*** SELECTED EXCERPT ***
Scientific classification
- Kingdom: Plantae
- Clade: Tracheophytes
- Clade: Angiosperms
- Clade: Eudicots
- Clade: Asterids
- Order: Asterales
- Family: Asteraceae
- Genus: Erigeron
- Species: E. compositus
- Binomial name: Erigeron compositus Pursh
- Synonyms: Erigeron compositum Pursh; Cineraria lewisii Richardson; Erigeron gormanii Greene; Erigeron multifidus Rydb.; Erigeron pedatus Nutt.;

= Erigeron compositus =

- Genus: Erigeron
- Species: compositus
- Authority: Pursh
- Synonyms: Erigeron compositum Pursh, Cineraria lewisii Richardson, Erigeron gormanii Greene, Erigeron multifidus Rydb., Erigeron pedatus Nutt.

Species of fleabane

Erigeron compositus is an Arctic and alpine species of fleabane in the family Asteraceae. Common names include dwarf mountain fleabane, cutleaf daisy, and trifid mountain fleabane.
*** End of SELECTED EXCERPT ***
*** LISTED ENTRIES ***
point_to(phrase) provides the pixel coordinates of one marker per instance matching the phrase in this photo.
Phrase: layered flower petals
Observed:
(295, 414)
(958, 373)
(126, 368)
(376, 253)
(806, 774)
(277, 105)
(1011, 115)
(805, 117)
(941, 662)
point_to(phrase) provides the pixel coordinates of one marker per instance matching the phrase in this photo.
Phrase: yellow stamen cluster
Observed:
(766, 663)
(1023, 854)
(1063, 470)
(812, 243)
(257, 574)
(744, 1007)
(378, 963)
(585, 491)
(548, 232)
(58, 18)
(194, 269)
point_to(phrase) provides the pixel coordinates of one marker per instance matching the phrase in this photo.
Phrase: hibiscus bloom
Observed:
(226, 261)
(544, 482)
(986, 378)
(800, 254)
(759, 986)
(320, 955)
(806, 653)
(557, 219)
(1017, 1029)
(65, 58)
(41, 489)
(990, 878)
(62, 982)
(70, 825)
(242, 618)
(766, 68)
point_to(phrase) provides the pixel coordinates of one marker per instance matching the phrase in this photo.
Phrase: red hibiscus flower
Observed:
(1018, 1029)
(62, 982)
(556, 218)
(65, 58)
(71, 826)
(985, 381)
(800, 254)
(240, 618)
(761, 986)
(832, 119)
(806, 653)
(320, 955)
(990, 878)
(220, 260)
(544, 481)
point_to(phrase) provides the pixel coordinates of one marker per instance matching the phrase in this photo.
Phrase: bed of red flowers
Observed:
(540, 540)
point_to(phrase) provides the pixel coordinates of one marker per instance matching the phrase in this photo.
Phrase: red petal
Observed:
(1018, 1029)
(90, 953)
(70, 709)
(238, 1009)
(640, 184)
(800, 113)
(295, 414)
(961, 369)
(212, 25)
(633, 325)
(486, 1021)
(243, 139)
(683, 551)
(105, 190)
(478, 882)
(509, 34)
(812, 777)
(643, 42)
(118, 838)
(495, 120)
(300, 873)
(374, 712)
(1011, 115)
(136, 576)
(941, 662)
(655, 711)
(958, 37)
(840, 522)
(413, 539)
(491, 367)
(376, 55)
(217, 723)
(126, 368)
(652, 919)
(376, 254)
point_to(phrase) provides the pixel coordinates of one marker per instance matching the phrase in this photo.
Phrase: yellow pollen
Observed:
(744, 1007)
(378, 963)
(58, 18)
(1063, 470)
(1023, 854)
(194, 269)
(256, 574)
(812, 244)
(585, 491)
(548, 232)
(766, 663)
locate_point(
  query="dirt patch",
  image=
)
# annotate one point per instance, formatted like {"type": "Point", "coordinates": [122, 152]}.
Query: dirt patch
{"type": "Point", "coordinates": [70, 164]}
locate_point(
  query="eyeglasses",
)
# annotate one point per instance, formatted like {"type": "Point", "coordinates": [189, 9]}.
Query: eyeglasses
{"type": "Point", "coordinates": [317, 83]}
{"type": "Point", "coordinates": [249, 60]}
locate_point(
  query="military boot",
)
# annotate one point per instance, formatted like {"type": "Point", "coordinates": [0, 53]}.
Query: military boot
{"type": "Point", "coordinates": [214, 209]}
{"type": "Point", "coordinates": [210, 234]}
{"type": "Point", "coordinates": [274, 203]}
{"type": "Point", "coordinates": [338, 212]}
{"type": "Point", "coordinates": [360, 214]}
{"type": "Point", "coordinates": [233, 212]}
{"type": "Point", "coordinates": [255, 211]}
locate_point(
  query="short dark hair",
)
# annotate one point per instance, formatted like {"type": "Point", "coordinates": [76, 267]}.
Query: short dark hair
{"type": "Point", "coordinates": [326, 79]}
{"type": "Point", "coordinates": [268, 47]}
*** End of LISTED ENTRIES ***
*** LISTED ENTRIES ***
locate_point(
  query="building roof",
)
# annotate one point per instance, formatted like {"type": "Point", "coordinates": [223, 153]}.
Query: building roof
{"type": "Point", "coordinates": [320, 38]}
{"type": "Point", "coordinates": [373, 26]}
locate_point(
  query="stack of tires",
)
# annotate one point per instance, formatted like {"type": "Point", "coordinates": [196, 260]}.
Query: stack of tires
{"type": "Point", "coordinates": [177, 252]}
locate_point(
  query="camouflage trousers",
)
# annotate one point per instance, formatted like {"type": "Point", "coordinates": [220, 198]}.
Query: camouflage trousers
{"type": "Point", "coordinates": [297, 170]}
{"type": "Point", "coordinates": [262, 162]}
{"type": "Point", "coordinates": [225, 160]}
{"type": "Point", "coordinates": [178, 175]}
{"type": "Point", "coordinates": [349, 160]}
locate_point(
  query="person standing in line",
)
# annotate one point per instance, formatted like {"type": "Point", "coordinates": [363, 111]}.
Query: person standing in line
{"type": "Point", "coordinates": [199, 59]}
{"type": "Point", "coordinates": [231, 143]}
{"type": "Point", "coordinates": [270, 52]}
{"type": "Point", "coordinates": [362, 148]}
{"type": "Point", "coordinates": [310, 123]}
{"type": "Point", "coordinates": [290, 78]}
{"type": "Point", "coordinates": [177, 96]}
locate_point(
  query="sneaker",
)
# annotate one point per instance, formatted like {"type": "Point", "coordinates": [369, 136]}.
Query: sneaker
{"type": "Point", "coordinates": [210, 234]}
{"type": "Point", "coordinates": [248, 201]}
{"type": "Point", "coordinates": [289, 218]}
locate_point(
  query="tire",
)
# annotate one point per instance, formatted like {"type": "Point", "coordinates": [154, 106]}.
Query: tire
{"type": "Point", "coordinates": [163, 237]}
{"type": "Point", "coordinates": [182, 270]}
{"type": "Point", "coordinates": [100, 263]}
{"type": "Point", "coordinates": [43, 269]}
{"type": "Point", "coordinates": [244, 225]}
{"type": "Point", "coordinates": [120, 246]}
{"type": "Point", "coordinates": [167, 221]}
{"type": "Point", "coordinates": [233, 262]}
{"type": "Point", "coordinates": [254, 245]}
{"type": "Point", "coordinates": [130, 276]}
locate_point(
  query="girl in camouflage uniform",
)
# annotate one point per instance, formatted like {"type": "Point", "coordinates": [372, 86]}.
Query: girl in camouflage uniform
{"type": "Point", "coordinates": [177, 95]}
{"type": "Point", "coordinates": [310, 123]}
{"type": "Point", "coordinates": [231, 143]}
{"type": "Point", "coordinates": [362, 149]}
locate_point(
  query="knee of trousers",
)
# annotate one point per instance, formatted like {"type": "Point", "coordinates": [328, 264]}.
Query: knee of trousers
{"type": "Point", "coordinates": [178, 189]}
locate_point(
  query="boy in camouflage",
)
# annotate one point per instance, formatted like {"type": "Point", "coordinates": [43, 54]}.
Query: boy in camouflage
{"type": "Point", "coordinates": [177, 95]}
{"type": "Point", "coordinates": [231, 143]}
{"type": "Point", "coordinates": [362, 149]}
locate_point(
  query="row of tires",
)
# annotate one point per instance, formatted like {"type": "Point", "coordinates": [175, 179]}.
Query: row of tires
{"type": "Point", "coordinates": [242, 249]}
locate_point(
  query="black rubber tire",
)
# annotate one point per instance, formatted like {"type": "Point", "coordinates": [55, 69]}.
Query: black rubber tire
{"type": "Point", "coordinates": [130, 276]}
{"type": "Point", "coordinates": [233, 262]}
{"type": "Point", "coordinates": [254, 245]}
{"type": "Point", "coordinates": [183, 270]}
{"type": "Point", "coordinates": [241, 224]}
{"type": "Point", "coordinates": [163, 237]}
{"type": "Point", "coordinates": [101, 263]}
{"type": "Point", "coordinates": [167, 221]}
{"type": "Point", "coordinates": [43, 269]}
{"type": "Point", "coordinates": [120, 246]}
*** End of LISTED ENTRIES ***
*** LISTED ENTRIES ***
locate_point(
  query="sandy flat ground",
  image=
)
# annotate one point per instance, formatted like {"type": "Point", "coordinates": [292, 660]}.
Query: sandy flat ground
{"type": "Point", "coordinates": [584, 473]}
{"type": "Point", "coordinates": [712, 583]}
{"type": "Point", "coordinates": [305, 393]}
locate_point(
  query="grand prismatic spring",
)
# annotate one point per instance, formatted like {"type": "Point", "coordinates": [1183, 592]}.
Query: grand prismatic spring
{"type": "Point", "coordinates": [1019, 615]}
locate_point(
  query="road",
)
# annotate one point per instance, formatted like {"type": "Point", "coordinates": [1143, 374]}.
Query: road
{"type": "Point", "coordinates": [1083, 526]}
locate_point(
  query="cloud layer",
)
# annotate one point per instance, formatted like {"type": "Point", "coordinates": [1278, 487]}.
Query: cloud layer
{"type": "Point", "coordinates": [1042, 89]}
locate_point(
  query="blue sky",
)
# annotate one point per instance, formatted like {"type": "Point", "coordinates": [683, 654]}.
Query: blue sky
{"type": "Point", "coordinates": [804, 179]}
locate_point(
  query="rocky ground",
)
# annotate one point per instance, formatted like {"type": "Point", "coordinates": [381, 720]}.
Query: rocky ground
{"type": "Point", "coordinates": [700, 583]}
*** End of LISTED ENTRIES ***
> _WORK ORDER_: Can you carry on the passage about the fleabane Erigeron compositus from the point where it stops? These records were drawn from a separate source.

> _EXPECTED ANSWER_:
==Range==
Erigeron compositus has been found in the Russian Far East (Wrangel Island and Chukotka), Alaska, Greenland, much of Canada (all three Arctic territories plus British Columbia, all three Prairie Provinces, Quebec, Newfoundland, and Nova Scotia), and the Western United States (from the Pacific Coast as far east as the Dakotas, Colorado, and New Mexico).

==Description==
Erigeron compositus is a perennial herb rarely more than 25 cm tall, with a thick growth of basal leaves, the tips of which are divided. The plant produces a taproot and spreads by means of horizontal underground rhizomes. The leaves are often densely hairy but can range to fully glabrous. There is generally only one flower head per stem, each head with 20–60 white, pink or blue ray florets; these are sometimes small and easily mistaken for disc florets. Genuine disc florets are yellow and in the center of the head. The flower stem and bract is covered with hairs, often glandular.

==Habitat==
Erigeron compositus grows in rocky areas in mountains up to 3,000 meters in elevation. They can grow in any ordinary garden soil, preferably with good drainage.